- Text -

»»

Ausschlaggebend für diese Entscheidung war aber nicht nur, wie Siemens am Beispiel des am 9. Oktober 1907 in Bielefeld als erster Sohn eines protestantischen Pfarrers geborenen Horst Wessel überzeugend nachweist, das Erlebnis eigener Zukunftslosigkeit in einer bürgerlichen Zivilgesellschaft, die durch die Kriegsniederlage und die daraus resultierenden schweren Wirtschaftskrisen mit Hyperinflation heillos zerrüttet war, sondern vor allem auch die im Elternhaus herrschenden und den Jugendlichen nachhaltig prägenden politischen Anschauungen. Mit seiner unbedingt völkisch-nationalistischen Überzeugung, die auch die Predigten des 1879 geborenen Pastors Dr. Wilhelm Wessel prägten, gehörte der Vater Horst Wessels fraglos zu den geistigen Wegbereitern des Nationalsozialismus, wie Klaus Mann bereits 1939 schrieb.
Wilhelm Wessel starb 1922. Das beraubte den damals 15-jährigen Horst der Chance, gegen die väterliche Autorität aufzubegehren und sich auch mit dessen Weltanschauung kritisch auseinanderzusetzen. Insofern war es nur konsequent, dass sich der Sohn die politischen Ansichten des Vaters zu eigen machte und sich als Gymnasiast in Berlin Jugendverbänden anschloss, die dem politischen Radikalismus der nationalen Rechten verpflichtet waren.

««

- Vorliegende Angaben -
»»

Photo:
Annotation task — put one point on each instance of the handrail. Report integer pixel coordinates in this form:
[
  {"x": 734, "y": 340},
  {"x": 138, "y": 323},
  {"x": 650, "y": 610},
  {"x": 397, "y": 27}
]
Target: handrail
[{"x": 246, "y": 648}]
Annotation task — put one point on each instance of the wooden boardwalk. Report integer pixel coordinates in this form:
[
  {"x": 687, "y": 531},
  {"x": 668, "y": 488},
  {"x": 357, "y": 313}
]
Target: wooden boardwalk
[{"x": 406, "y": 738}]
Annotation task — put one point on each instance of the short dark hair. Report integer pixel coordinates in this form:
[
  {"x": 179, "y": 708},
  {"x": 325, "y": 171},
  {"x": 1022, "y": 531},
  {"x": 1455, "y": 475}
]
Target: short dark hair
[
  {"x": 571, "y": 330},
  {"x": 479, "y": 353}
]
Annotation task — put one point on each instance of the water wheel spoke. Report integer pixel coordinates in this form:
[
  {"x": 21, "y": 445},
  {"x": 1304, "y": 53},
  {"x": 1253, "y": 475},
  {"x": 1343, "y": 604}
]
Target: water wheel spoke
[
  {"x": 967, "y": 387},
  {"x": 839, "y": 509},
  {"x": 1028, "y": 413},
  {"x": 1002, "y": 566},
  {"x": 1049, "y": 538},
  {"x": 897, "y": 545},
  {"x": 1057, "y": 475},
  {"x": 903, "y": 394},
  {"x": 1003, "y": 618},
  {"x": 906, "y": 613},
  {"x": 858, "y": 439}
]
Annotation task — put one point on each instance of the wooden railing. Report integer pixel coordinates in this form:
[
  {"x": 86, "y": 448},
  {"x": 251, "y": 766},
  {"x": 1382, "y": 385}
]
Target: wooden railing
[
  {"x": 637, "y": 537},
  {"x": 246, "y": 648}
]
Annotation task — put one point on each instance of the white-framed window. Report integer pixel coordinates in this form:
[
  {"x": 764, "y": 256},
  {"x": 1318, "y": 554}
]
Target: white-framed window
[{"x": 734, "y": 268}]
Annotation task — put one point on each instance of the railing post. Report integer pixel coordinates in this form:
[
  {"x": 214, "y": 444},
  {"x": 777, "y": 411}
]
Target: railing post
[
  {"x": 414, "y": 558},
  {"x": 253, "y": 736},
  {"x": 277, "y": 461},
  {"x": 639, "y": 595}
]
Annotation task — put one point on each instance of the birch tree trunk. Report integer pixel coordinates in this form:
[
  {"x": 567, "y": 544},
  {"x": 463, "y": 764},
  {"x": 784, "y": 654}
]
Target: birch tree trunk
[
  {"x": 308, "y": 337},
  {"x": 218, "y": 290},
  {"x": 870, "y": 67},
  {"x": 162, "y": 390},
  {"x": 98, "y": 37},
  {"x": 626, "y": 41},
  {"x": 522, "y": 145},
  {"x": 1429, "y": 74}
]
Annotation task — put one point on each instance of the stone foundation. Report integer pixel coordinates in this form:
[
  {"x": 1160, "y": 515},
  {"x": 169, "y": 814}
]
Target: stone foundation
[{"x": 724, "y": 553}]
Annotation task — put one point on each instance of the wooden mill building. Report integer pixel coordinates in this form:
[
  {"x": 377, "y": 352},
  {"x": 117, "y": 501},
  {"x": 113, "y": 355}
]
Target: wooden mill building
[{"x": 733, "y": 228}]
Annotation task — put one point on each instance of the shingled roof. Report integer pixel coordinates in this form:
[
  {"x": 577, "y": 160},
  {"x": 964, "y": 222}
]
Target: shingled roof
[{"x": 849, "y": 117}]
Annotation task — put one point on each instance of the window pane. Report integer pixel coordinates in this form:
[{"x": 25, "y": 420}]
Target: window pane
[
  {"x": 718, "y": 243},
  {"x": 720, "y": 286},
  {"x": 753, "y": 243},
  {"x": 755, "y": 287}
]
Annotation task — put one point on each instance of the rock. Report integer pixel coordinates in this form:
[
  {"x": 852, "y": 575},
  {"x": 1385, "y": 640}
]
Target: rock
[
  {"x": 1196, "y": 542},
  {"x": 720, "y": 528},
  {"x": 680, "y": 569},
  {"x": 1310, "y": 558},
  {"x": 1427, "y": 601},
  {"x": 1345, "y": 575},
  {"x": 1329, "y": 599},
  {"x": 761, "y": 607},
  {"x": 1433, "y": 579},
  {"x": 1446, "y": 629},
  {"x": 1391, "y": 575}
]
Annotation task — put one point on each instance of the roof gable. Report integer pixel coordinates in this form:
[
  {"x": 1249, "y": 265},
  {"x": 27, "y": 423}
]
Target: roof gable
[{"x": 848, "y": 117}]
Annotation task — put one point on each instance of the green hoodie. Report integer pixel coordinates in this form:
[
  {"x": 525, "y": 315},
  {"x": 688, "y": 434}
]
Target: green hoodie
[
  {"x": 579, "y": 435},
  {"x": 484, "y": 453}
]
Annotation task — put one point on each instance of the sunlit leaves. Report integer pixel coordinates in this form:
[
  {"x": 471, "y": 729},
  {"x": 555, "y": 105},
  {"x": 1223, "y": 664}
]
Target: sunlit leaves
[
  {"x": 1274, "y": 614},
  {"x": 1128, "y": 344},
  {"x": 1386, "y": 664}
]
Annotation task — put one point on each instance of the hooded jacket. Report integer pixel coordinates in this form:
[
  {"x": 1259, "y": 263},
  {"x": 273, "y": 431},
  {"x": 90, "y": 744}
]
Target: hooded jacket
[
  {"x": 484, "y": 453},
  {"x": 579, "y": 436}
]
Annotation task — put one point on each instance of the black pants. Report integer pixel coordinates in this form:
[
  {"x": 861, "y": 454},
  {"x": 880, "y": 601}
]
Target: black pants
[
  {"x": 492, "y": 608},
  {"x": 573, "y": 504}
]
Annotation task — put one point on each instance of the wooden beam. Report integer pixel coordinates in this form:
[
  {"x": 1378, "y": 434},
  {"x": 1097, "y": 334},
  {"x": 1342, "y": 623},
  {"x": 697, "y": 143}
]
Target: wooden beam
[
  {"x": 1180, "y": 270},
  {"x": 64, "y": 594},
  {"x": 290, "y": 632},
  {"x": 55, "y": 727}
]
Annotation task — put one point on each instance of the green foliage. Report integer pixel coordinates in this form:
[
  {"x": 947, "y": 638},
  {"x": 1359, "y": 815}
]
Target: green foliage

««

- Gestellte Aufgaben -
(a) Nenne anhand des Textes über Horst Wessel das Jahr, in dem sein Vater Wilhelm Wessel starb.
(b) Knüpfe an den Text über Horst Wessel an und setze ihn nach seinem letzten Satz fort.

- Antworten -
(a) Wilhelm Wessel starb 1922.

(b)
Damit begann eine politische Lehrzeit, die Horst Wessel, der Ostern 1926 sein Abitur ablegte, zur NSDAP führte, in die er am 7. Dezember 1926 eintrat. Gleichzeitig wurde er Mitglied der SA, der uniformierten Sturmabteilung der Partei, die damals im „roten” Berlin maximal 450 gewaltbereite Schläger aufbieten konnte.
Als SA-Mann fiel Horst Wessel, der in Berlin ein Jura-Studium begonnen hatte, das er aber rasch völlig vernachlässigte und schließlich abbrach, weniger durch Gewaltbereitschaft als vielmehr durch eine rastlose agitatorische Tätigkeit auf, mit der er seinem Vorbild, dem Berliner NSDAP-Gauleiter Goebbels nacheiferte. Allein im Jahr 1929 soll er, wie Siemens schreibt, als Redner auf 56 Versammlungen gesprochen haben. Dies wie sein spektakulärer Einfall, eine eigene Schalmeien-Kapelle aufzustellen, die bei SA-Umzügen aufspielte und die das bisherige Monopol der kommunistischen Kampfverbände, die dieses leicht zu spielende Instrument bei ihren Demonstrationen anstimmten, außer Kraft setzte, ließ ihn in der SA rasch Karriere machen.
Am 1. Mai 1929 erhielt er die Führung des kleinen SA-Trupps 34 im Berliner Arbeiterbezirk Friedrichshain, der wegen Wessels großer Rekrutierungserfolge schon wenig später in „SA-Sturm 5” umbenannt wurde.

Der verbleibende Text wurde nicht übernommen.